#### Source text

Intro. [Recording date: October 18, 2022.]

Russ Roberts: Today is October 18th, 2022, and my guest is Mike Munger of Duke University, here for his 43rd appearance on EconTalk. Mike, welcome back.

Michael Munger: It is such a pleasure as always, Russ. Thank you.

0:51

Russ Roberts: Our topic for today is industrial policy, and our conversation we base on a recent article you've published in the Journal of Law, Economics, and Policy that we will link to. But let's start with a basic definition. When people talk about industrial policy, what do you think they have in mind today? And, it may have changed over time, but it's a very popular topic. What do people have in mind?

Michael Munger: Well, if you do nothing, you still have an industrial policy in the sense that there's a set of things that are going to happen, and your policy of honoring profit and loss is a policy. What people mean by industrial policy, though, is a set of decisions about what industries to invest in, what industries to discourage, what tax policies to have to encourage investment that we think is beneficial to the entire society.

So, industrial policy is not macroeconomic policy. Industrial policy is the set of conditions in which a market economy operates. And I think it is possible to talk about that as being the entire set of legal and financial infrastructure within which the economy plays out.

Russ Roberts: And, most people when they're advocating for it, are unhappy with some aspect of what you call the--and I think we should call--the profit-and-loss system. Neither of us are anarchists: we're not talking about unfettered capitalism run rampant. We're talking about allowing profits and losses, given the legal structure: profit and loss to determine which industries survive, which fail, which expand, which contract.

And, of course, throughout history, and certainly today in the United States and elsewhere, people often don't like what the profit-and-loss system produces and think it can be improved on. And, I think, advocates of industrial policy argue that steering outcomes, either through the tax and subsidy policies you alluded to or more explicitly through trade policy or other limitations, achieve different outcomes.

And, what are some of the things people are concerned about? What's the argument that the people who don't like the profit-and-loss system--what are they going to argue?

Michael Munger: Well, let's start by making it clear what the profit-and-loss system actually entails, because I find a surprising number of people don't know the basic argument for capitalism. And so, let me spend one minute on that.

So, Ludwig von Mises probably was the clearest articulator of the system of profit and loss as a industrial policy, but there was a book on industry--on industrial economics--by Mary Paley Marshall and Alfred Marshall that was published in the 1890s that I think is the first clear articulation of industrial policy.

And it goes like this: So, if I am a producer--if I decide I want to produce something--I go around and I enter into a bunch of voluntary contracts with the owners of inputs. So, owners of labor, owners of steel, owners of electricity, owners of wood; and I make a voluntary contract with each of those people.

And since they're not obliged to contract with me, it must by definition be true not only that they're better off, but they're better even than their opportunity costs--alternatives--for selling those products. So all of those people are happy.

I now go and I put these things together in some kind of form that I think consumers will like, and there's actually a specific test because consumers only buy that if they actually want it.

########

*Direction 1*
Answer these from the industrial policy conversation:
(a) Which appearance on EconTalk is this for Mike Munger?
(b) Who wrote the 1890s book on industrial economics that Munger mentions?
(c) In which journal did Munger publish the article the conversation is based on?
*Direction 2*
Print the part of the industrial policy conversation starting with "Michael Munger: Well, let's" and going on through "minute on that.".
*Direction 3*
Carry on the industrial policy conversation from the point where it stops.

#### Stored records

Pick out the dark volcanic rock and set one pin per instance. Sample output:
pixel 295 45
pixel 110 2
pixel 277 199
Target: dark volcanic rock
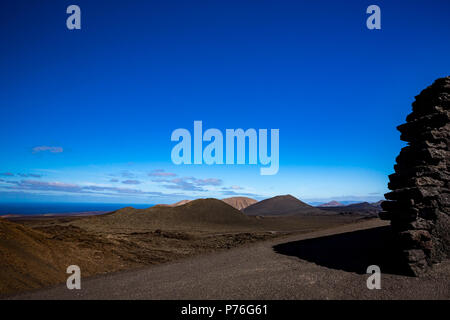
pixel 419 204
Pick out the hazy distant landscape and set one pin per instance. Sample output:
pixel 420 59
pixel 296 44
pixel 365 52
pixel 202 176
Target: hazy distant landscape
pixel 42 246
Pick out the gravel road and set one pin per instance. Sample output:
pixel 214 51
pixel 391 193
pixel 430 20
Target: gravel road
pixel 328 264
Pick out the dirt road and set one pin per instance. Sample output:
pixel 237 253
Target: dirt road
pixel 328 264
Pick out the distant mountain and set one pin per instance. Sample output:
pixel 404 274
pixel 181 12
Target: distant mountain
pixel 363 208
pixel 202 213
pixel 239 203
pixel 179 203
pixel 176 204
pixel 331 204
pixel 280 205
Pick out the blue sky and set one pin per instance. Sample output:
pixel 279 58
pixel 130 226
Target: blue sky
pixel 86 115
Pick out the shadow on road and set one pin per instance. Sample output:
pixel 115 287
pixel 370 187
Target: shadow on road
pixel 351 251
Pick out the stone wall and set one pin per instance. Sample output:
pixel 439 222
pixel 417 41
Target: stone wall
pixel 419 204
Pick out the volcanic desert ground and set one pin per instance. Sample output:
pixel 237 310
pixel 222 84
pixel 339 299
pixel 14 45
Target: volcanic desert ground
pixel 235 248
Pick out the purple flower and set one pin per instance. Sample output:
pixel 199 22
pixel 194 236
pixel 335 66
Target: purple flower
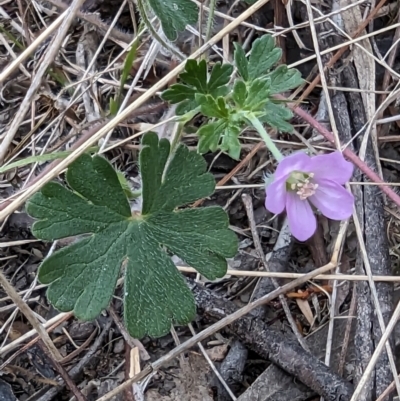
pixel 301 181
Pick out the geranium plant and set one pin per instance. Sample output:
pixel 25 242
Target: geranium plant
pixel 114 240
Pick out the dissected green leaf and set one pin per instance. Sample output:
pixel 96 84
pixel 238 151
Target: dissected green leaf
pixel 284 78
pixel 258 93
pixel 195 74
pixel 211 107
pixel 241 61
pixel 219 77
pixel 230 141
pixel 82 276
pixel 174 15
pixel 263 56
pixel 276 116
pixel 196 80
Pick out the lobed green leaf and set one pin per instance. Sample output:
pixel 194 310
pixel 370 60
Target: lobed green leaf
pixel 82 276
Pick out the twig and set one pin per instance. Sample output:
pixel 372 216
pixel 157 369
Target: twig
pixel 342 50
pixel 73 373
pixel 248 204
pixel 37 80
pixel 272 344
pixel 240 165
pixel 132 342
pixel 119 118
pixel 231 318
pixel 347 152
pixel 63 373
pixel 377 352
pixel 24 308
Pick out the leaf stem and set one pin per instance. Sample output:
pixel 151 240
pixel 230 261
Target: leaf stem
pixel 264 135
pixel 210 20
pixel 142 9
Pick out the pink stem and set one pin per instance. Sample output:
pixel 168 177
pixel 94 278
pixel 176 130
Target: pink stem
pixel 347 152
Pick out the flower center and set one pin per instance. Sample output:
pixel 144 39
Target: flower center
pixel 302 184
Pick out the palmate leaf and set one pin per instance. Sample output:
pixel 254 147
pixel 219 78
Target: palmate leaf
pixel 83 276
pixel 174 15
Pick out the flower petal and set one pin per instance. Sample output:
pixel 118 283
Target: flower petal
pixel 302 221
pixel 333 200
pixel 275 201
pixel 296 161
pixel 332 166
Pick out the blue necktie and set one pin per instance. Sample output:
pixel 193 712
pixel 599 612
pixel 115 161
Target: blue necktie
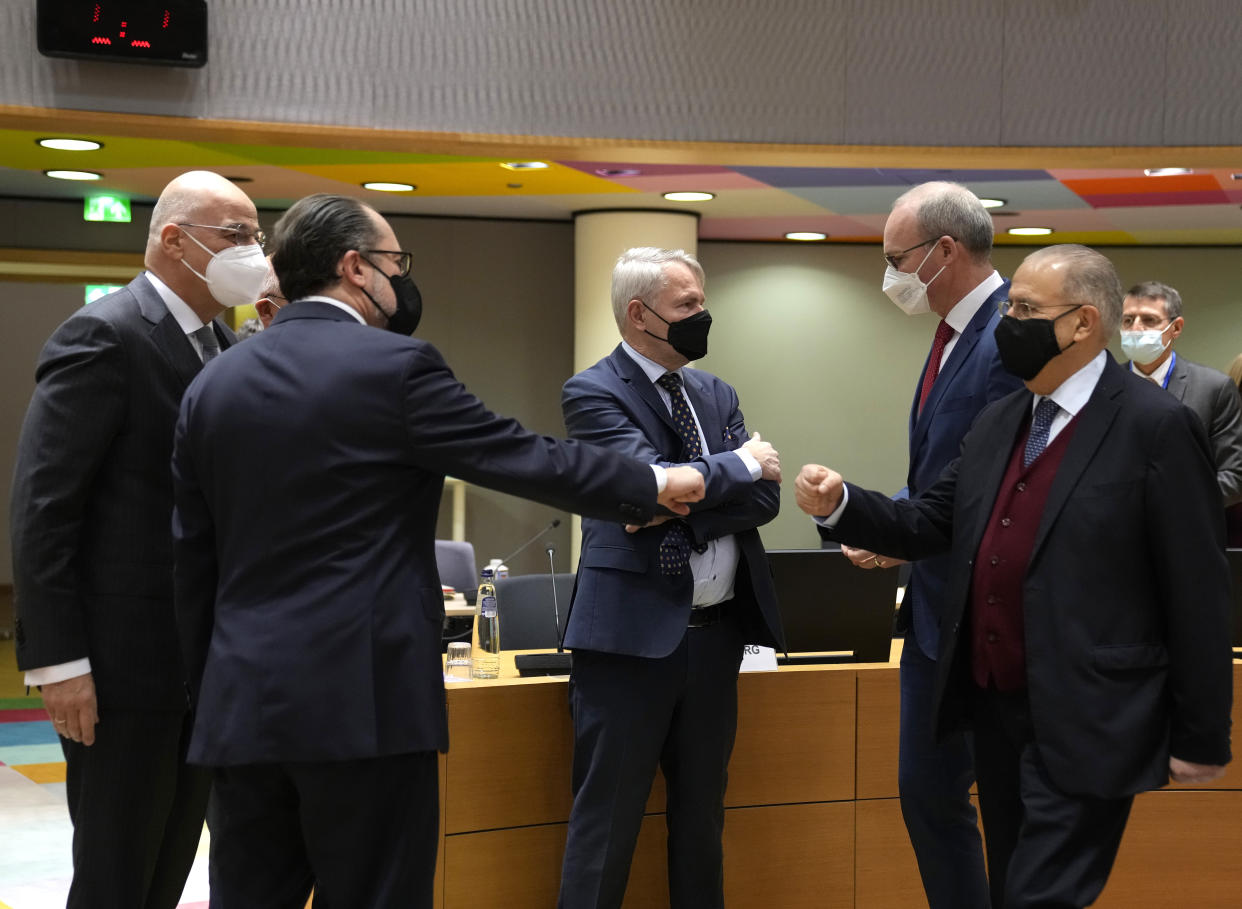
pixel 675 549
pixel 1037 440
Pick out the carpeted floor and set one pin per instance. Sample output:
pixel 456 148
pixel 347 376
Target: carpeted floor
pixel 35 830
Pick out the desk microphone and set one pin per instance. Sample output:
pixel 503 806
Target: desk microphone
pixel 558 663
pixel 554 523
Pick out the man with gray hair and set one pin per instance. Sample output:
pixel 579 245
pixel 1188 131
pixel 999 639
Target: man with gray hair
pixel 1151 321
pixel 1086 673
pixel 938 245
pixel 92 548
pixel 309 615
pixel 661 612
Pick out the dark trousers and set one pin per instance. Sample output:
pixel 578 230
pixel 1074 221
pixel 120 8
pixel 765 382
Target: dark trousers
pixel 1046 848
pixel 934 780
pixel 631 715
pixel 362 832
pixel 137 810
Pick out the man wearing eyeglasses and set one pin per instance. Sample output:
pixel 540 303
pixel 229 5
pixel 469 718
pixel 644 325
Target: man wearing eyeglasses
pixel 92 551
pixel 938 244
pixel 1087 674
pixel 311 612
pixel 1150 323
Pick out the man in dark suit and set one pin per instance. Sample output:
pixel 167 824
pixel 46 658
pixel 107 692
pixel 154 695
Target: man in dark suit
pixel 661 614
pixel 92 551
pixel 309 610
pixel 938 244
pixel 1086 632
pixel 1151 321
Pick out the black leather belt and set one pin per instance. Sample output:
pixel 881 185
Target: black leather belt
pixel 703 616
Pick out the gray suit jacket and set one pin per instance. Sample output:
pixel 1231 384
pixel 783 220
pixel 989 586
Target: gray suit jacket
pixel 92 498
pixel 1215 399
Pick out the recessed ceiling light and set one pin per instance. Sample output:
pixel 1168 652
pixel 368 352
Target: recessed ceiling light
pixel 73 174
pixel 689 196
pixel 71 144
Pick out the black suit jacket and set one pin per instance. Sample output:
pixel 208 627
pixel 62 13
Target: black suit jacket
pixel 622 604
pixel 308 467
pixel 1215 400
pixel 92 498
pixel 1127 596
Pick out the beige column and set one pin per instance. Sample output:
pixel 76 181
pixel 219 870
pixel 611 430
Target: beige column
pixel 599 239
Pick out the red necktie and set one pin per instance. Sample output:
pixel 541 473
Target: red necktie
pixel 943 333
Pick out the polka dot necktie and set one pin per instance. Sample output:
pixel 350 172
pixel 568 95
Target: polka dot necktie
pixel 676 548
pixel 943 333
pixel 1037 440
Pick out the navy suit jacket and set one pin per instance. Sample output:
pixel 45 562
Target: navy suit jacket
pixel 1125 601
pixel 971 378
pixel 622 604
pixel 92 498
pixel 308 467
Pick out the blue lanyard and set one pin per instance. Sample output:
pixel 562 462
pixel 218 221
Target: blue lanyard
pixel 1173 361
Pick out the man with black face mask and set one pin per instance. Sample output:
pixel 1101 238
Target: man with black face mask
pixel 1087 674
pixel 309 614
pixel 661 612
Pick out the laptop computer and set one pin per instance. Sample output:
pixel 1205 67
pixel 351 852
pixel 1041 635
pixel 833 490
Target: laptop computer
pixel 1235 558
pixel 832 611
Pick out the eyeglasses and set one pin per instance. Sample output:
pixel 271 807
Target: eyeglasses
pixel 237 234
pixel 404 260
pixel 1144 322
pixel 897 257
pixel 1025 311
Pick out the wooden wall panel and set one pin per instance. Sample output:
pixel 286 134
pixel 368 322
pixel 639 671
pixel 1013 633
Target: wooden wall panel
pixel 879 705
pixel 886 873
pixel 1180 850
pixel 790 856
pixel 511 749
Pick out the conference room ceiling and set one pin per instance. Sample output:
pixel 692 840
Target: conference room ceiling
pixel 1094 206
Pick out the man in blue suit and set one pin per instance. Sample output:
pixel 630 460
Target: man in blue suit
pixel 938 244
pixel 309 607
pixel 661 612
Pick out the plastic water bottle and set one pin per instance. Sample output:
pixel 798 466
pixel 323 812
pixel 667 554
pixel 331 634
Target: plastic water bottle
pixel 486 641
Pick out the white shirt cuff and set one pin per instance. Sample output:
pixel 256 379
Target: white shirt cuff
pixel 750 462
pixel 830 520
pixel 661 478
pixel 50 674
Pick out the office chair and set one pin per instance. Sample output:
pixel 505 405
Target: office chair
pixel 524 604
pixel 455 561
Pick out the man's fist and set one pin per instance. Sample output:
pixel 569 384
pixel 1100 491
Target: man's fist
pixel 817 489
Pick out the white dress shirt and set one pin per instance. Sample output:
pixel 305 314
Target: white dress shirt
pixel 714 569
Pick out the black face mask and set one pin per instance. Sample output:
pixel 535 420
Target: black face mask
pixel 1027 345
pixel 687 337
pixel 409 302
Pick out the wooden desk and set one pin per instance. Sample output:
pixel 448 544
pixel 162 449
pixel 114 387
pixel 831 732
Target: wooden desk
pixel 812 817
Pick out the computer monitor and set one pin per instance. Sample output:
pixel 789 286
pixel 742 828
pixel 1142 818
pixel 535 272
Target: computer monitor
pixel 831 610
pixel 1235 558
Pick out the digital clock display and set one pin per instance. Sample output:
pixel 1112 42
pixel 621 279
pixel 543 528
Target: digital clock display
pixel 169 32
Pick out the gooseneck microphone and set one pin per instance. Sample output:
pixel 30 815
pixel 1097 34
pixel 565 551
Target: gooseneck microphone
pixel 558 663
pixel 552 525
pixel 555 606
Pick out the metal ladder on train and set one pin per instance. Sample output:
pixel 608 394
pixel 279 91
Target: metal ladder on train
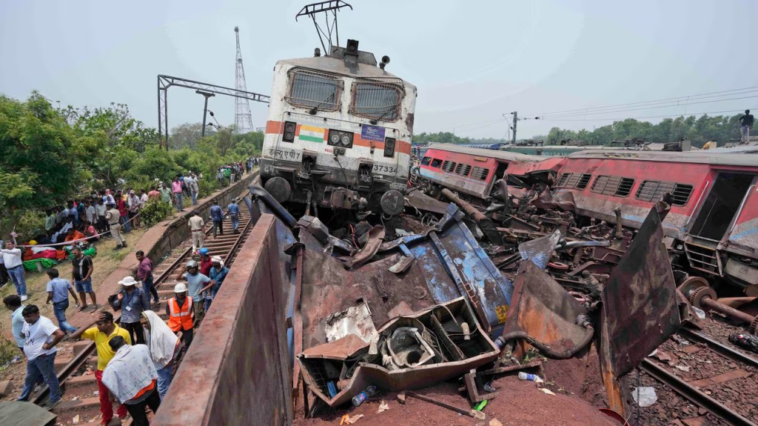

########

*Reply 1*
(a) His 43rd appearance.
(b) Mary Paley Marshall and Alfred Marshall.
(c) The Journal of Law, Economics, and Policy.

*Reply 2*
Michael Munger: Well, let's start by making it clear what the profit-and-loss system actually entails, because I find a surprising number of people don't know the basic argument for capitalism. And so, let me spend one minute on that.

*Reply 3*
And so, again, every transaction I engage in the output market, each consumer who buys it is made better off because they're not obliged to buy my product. Just as the input suppliers were not obliged to sell it to me, in the output market they're not obliged to buy this product. So, every one of them is made better off by what economists call the amount of consumer surplus. And in some cases that might be very large.

Now, their question is: Is this a good activity or not? Because, so far I've made a bunch of people better off. Is this a socially desirable activity?

And the answer, according to the profit-and-loss idea, is that there's a particular price in a capitalist system which is, I compare the amount of revenue that I get from consumers, and I compare that to the costs of what it took me to make the thing. And, if my revenue exceeds my cost, we call that particular price a profit; and that profit is an indication that this activity is socially valuable.

Now, there's a bunch of problems with that argument, but that, in the main, is: I have produced benefits for all the input suppliers. I have produced benefits for all of the consumers in the output market. And I have created some benefit for myself in the form of profit. It is a signal. If those profits are significant, it is a signal to other holders of resources in the society that they should either enter into this industry and produce more, or, if they're already in the industry, that they should increase the amount of output because, at the margin, this activity is more socially beneficial than other opportunity-cost activities.

6:54

Russ Roberts: And, just a couple of footnotes there, that, obviously you could buy my product and decide you don't like it. You wanted it, you thought it was going to be a good product, and you find out you don't like it.

So, you might be able to sell it once, but to continue to sell it to be what we would say an English is a going concern--very strange phrase meaning an ongoing, a business that is sustained--a sustainable business has to cover its costs.

And it has to cover its costs with enough extra--it doesn't have to be a huge amount--but enough extra to make it worthwhile for me to continue to spend my time combining those inputs to do so. If that happens, there's a net gain, say economists, to the society; and the business continues.

If, however, the profits are not large enough to cover the costs, I can't make payroll after a while, or I can't pay for my raw inputs; and I disappear. I go out of business.

So, that's the--and, I just want to add: Milton Friedman liked to say that capitalism is a profit-and-loss system, and he liked to emphasize the loss in that conversation. Because ,if you make losses, you can make them for a while. You can borrow money to try to keep your business afloat. But if you continue to make losses, usually you're done. And no one has to make--there's no vote. No board has to decree whether you should be sustained or not. It's over. And, that is a very powerful system that underlies what you and I think of as capitalism.

So, what's wrong with it? It sounds great.

Michael Munger: Well, we make it sound as if it's smoothly functioning. And I emphasize profit, and I talked about shrinking or growing at the margin.

But, in fact, if you look at the Schumpeterian version of this, it actually may involve violent and wrenching changes, creative destruction. And so, workers who work in some industry may find themselves out of a job through no fault of their own because the business they were employed by not only failed to make profits, but started making losses; and investors pulled their money out of this industry, and the business had to close.

And so, through no fault of their own, people are unemployed, and that just seems unfair. So--

Russ Roberts: It is. It is unfair.

Michael Munger: It is absolutely unfair, because they did not deserve this.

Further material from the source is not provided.